The required output consists solely of the lines from the line containing "target | wooden fence post" through the end of the records, copied exactly.

Data under study section start

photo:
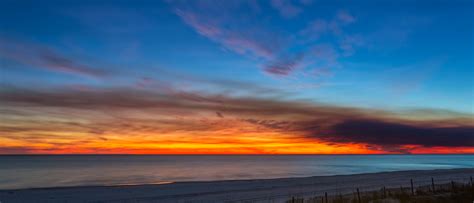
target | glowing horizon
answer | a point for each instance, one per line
(243, 77)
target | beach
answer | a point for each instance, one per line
(259, 190)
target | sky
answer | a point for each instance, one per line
(236, 77)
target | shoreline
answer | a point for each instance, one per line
(258, 190)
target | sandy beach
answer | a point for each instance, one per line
(266, 190)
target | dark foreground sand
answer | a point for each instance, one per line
(270, 190)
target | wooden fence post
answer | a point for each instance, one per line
(432, 184)
(358, 195)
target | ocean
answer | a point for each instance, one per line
(35, 171)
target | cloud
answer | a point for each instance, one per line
(284, 66)
(42, 57)
(286, 8)
(130, 111)
(233, 26)
(382, 133)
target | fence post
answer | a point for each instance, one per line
(358, 195)
(432, 184)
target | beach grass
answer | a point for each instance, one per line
(453, 192)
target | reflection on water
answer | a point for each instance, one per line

Data under study section end

**Task response**
target | wooden fence post
answer | a point for each instance, one per line
(432, 184)
(358, 195)
target | ocean
answer | a point for each instance, one per line
(35, 171)
target | cloud
answer | a point for each instance, one per line
(284, 66)
(42, 57)
(286, 8)
(130, 111)
(233, 26)
(382, 133)
target | fence post
answer | a point for each instance, one per line
(358, 195)
(432, 184)
target | beach grass
answer | a point for each instance, one per line
(453, 192)
target | reflection on water
answer | a point for each instance, one per line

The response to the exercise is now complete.